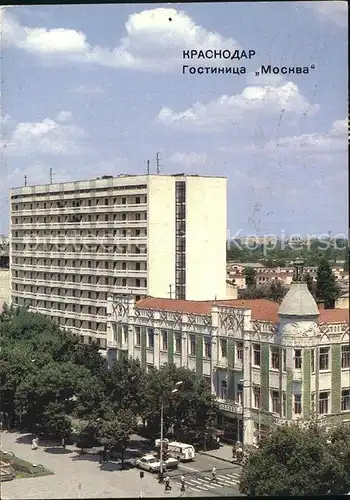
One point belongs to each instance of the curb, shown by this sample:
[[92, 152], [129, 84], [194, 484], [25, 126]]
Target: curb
[[205, 453]]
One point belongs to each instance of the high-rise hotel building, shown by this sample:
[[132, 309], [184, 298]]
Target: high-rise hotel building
[[72, 244]]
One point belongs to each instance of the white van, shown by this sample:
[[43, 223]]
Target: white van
[[181, 451]]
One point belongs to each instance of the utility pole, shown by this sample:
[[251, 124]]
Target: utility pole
[[158, 163]]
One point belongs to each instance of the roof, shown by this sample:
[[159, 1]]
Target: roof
[[334, 316], [262, 309], [298, 301]]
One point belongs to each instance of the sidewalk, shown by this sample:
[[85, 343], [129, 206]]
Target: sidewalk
[[224, 453], [75, 475]]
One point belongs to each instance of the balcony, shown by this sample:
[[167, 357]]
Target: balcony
[[81, 255], [140, 207], [82, 270], [96, 239], [80, 225], [70, 314], [229, 406], [80, 286]]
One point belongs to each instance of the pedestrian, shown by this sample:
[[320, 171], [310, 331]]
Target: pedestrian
[[182, 479], [167, 483]]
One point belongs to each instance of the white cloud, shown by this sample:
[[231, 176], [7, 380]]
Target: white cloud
[[64, 116], [188, 160], [332, 142], [152, 41], [87, 89], [334, 11], [46, 137], [239, 109]]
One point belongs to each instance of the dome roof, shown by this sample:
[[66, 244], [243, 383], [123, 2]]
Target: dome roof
[[298, 302]]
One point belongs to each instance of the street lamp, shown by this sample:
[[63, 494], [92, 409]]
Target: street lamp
[[174, 391]]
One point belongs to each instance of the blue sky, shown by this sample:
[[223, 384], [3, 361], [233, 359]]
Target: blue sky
[[99, 89]]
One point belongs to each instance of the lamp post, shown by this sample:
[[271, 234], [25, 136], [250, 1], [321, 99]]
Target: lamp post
[[161, 462]]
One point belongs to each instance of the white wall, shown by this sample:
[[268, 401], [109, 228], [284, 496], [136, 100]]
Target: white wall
[[206, 227], [4, 286], [161, 236]]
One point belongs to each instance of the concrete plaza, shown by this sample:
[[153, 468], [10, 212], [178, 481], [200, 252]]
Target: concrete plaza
[[75, 476]]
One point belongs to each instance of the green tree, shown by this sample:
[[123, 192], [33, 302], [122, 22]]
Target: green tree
[[56, 424], [115, 433], [125, 385], [191, 411], [310, 282], [297, 460], [327, 290], [250, 276]]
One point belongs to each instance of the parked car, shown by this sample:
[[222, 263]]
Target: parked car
[[152, 464]]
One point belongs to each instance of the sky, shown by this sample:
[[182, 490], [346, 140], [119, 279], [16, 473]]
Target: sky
[[91, 90]]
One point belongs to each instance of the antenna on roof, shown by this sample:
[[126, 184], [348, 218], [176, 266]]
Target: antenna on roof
[[158, 163]]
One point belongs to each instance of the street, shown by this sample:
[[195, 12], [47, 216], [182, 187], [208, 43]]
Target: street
[[198, 479], [82, 476]]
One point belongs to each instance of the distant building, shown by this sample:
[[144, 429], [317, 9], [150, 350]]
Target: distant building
[[73, 243], [266, 364]]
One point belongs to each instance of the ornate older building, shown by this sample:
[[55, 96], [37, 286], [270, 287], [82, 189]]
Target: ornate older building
[[266, 363]]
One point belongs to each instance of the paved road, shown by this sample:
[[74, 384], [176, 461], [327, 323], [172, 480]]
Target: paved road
[[82, 476], [198, 477]]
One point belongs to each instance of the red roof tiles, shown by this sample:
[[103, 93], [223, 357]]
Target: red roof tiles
[[262, 309]]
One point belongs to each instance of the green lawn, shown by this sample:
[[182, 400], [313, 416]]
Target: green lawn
[[23, 468]]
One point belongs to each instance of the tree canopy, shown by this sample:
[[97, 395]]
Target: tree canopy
[[327, 289], [48, 379], [299, 460]]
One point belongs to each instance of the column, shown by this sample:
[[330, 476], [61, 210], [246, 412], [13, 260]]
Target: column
[[184, 349], [156, 348]]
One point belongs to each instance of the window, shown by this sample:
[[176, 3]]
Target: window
[[150, 338], [239, 351], [207, 348], [256, 397], [297, 359], [324, 358], [192, 345], [284, 404], [345, 400], [275, 402], [178, 343], [137, 335], [323, 403], [275, 358], [297, 404], [223, 348], [345, 356], [164, 336], [256, 355], [125, 334], [223, 389], [240, 394], [312, 360], [313, 405]]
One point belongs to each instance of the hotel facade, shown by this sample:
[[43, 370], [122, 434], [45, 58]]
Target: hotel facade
[[267, 364], [72, 244]]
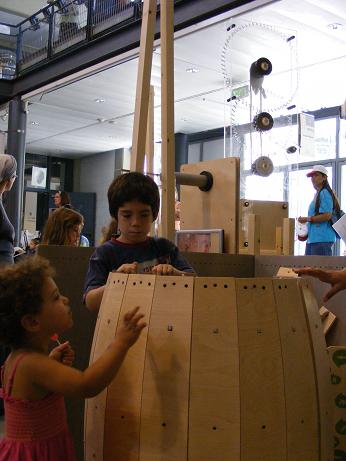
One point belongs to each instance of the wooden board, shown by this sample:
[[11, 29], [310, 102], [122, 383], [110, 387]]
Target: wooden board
[[143, 85], [271, 216], [262, 401], [164, 419], [122, 416], [299, 374], [167, 119], [322, 372], [214, 421], [218, 208], [104, 333]]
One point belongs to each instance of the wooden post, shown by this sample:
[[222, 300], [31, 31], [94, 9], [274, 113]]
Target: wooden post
[[167, 117], [149, 143], [143, 85], [278, 240], [288, 236], [254, 226]]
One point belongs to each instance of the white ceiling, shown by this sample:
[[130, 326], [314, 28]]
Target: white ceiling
[[68, 121]]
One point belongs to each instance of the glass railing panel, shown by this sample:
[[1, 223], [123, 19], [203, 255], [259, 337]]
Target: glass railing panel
[[109, 13], [69, 25], [8, 46], [33, 42]]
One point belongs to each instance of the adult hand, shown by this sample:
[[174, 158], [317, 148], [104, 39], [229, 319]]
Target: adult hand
[[337, 279]]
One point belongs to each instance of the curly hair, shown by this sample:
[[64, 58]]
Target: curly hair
[[59, 224], [21, 294], [130, 187]]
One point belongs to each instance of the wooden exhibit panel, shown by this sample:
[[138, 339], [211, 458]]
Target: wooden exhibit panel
[[299, 374], [217, 208], [262, 400], [164, 418], [271, 216], [122, 416], [337, 357], [322, 370], [104, 333], [214, 419]]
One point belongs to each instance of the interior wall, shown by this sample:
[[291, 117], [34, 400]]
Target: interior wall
[[96, 173]]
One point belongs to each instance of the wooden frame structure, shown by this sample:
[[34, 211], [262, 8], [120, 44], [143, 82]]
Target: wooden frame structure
[[228, 369]]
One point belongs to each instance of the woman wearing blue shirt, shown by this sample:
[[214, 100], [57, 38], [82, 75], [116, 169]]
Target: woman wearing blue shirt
[[321, 236]]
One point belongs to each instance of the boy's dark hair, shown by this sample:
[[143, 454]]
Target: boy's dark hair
[[133, 186], [21, 294]]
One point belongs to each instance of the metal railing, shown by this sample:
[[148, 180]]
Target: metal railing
[[59, 26]]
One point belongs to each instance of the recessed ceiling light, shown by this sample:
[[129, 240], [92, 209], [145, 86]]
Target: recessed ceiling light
[[192, 70], [335, 25]]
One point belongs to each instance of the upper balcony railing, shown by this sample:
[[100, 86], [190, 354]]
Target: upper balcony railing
[[60, 25]]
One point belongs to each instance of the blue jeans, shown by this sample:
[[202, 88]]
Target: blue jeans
[[320, 249]]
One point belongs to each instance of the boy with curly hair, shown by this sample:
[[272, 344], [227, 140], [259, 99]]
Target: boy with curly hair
[[134, 202]]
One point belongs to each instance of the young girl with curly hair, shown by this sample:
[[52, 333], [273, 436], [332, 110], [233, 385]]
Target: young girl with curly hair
[[34, 381]]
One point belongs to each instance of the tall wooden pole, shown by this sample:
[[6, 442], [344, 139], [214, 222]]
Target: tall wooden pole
[[143, 85], [167, 116]]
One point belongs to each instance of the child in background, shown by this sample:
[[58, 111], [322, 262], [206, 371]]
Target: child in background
[[134, 203], [63, 227], [34, 381]]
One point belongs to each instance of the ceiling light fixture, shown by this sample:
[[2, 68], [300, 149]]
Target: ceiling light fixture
[[335, 25], [192, 70]]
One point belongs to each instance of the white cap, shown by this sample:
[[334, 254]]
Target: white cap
[[317, 169]]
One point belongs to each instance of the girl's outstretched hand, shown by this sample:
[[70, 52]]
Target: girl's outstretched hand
[[131, 327], [63, 353]]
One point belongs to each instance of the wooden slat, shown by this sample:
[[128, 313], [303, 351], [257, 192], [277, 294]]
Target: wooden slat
[[254, 242], [271, 215], [322, 371], [214, 422], [299, 373], [262, 401], [104, 333], [122, 416], [143, 85], [164, 419], [167, 118]]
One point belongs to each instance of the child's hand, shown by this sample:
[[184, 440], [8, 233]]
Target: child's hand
[[165, 269], [63, 353], [128, 268], [131, 327]]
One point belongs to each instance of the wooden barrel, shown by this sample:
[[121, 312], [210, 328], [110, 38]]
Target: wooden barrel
[[227, 370]]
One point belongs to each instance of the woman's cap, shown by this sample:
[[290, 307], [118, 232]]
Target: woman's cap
[[8, 167], [317, 169]]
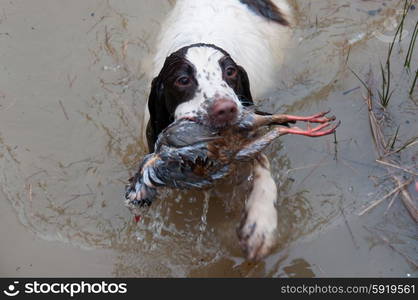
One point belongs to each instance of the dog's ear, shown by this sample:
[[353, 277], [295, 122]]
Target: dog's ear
[[244, 88], [159, 117]]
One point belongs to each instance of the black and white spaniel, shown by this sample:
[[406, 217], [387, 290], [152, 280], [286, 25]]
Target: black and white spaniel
[[208, 54]]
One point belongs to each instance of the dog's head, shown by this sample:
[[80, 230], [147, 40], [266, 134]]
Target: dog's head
[[198, 81]]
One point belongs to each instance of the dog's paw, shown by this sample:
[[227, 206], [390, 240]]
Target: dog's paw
[[139, 195], [257, 234]]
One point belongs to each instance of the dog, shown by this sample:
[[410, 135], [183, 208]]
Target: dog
[[208, 54]]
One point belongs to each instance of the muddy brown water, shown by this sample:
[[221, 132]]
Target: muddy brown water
[[72, 96]]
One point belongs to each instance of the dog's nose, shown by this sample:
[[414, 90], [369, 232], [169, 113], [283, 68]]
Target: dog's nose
[[223, 112]]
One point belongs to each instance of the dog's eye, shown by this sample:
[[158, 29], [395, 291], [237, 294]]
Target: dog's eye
[[231, 72], [183, 81]]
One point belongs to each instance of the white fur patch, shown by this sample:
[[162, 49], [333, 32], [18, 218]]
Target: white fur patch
[[211, 85]]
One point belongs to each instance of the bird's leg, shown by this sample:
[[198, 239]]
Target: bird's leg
[[280, 119], [311, 132], [250, 150]]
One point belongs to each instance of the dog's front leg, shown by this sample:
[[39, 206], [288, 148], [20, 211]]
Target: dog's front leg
[[257, 230]]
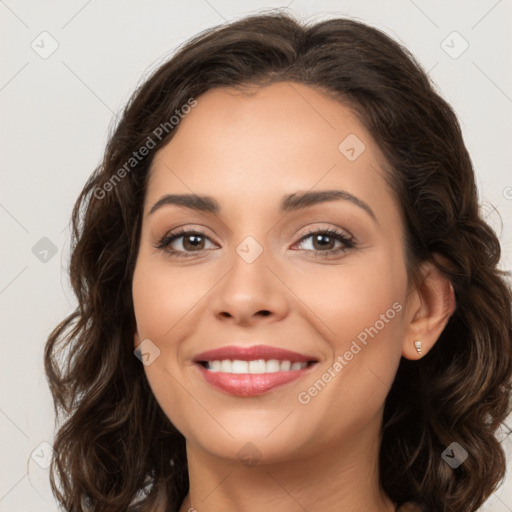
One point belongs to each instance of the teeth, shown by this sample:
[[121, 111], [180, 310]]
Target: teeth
[[255, 366]]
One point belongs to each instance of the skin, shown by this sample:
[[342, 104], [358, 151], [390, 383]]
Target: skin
[[247, 152]]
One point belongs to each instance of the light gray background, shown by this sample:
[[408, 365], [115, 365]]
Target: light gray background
[[56, 115]]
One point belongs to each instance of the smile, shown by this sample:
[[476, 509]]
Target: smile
[[251, 371]]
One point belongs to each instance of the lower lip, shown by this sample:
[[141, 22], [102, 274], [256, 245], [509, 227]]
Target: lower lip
[[249, 384]]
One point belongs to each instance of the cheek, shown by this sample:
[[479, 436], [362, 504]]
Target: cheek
[[163, 297]]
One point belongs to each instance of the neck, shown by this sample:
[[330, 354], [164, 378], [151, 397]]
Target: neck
[[345, 478]]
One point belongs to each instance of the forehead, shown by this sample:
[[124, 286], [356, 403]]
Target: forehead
[[253, 147]]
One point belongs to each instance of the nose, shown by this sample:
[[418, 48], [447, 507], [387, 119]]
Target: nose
[[250, 292]]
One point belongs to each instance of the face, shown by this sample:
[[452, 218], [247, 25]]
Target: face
[[321, 276]]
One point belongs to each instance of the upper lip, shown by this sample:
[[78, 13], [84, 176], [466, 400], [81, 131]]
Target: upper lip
[[251, 353]]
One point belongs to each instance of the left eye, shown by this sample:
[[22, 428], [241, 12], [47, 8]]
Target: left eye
[[322, 241], [191, 241]]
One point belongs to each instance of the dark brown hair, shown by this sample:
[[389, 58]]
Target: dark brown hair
[[116, 449]]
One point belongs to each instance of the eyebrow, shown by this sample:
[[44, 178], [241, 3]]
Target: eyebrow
[[289, 203]]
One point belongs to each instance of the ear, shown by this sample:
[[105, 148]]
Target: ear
[[136, 340], [429, 308]]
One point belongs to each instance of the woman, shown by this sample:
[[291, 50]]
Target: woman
[[285, 231]]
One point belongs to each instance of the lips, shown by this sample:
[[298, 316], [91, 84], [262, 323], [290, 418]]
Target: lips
[[250, 371], [255, 352]]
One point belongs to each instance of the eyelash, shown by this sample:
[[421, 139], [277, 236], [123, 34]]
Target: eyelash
[[347, 241]]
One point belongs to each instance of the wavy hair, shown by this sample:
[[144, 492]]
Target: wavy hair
[[115, 448]]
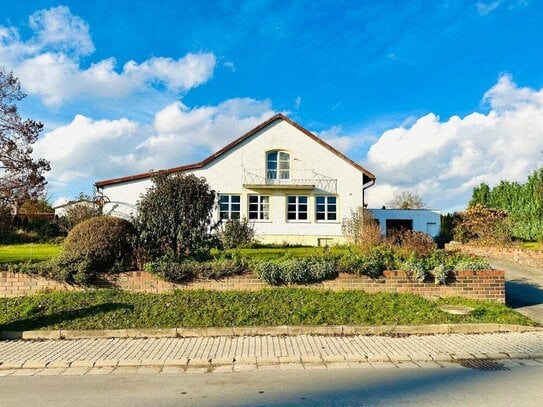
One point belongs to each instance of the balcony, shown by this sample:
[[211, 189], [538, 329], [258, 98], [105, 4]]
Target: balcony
[[288, 179]]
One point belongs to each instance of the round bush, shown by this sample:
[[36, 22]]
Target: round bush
[[105, 241]]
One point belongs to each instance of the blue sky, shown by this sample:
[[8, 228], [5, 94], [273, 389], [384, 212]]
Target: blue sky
[[428, 95]]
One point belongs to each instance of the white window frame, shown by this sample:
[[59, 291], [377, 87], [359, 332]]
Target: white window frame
[[282, 165], [263, 207], [326, 211], [297, 212], [229, 203]]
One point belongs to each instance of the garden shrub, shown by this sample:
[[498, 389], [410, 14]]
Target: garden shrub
[[175, 217], [440, 274], [104, 241], [361, 229], [181, 271], [303, 270], [411, 243], [236, 233], [471, 263], [415, 269], [63, 268], [371, 263]]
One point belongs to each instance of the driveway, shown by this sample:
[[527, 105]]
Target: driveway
[[523, 287]]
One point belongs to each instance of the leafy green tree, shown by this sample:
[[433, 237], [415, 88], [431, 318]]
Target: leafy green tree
[[174, 217]]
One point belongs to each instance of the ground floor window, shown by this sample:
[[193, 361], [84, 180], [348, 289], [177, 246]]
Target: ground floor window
[[326, 208], [259, 207], [229, 206], [297, 207]]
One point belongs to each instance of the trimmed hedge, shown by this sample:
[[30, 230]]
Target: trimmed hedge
[[105, 241], [296, 270]]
━━━━━━━━━━━━━━━━━━━━━━━━━━━━━━
▶ _Problem to work on_: Reproduce the rows from the line containing "One point belongs to each instance of the white cloud, shown" up to and including the line containing "[[174, 391]]", substituting "streetlight" for "street lamp" and leaving all else unchanged.

▶ _Exercise response_:
One point belongs to each instance of the white cloud, shown by this sample:
[[231, 176], [7, 380]]
Target: white cloud
[[64, 116], [188, 160], [332, 142], [152, 41], [87, 89], [334, 11], [46, 137], [239, 109]]
One point belongs to each instance of the dome roof, shown by this sample:
[[66, 244], [243, 383], [123, 2]]
Target: dome roof
[[298, 302]]
One point belongs to each instance of the streetlight, shown by this sample:
[[63, 494], [92, 409]]
Target: streetlight
[[174, 391]]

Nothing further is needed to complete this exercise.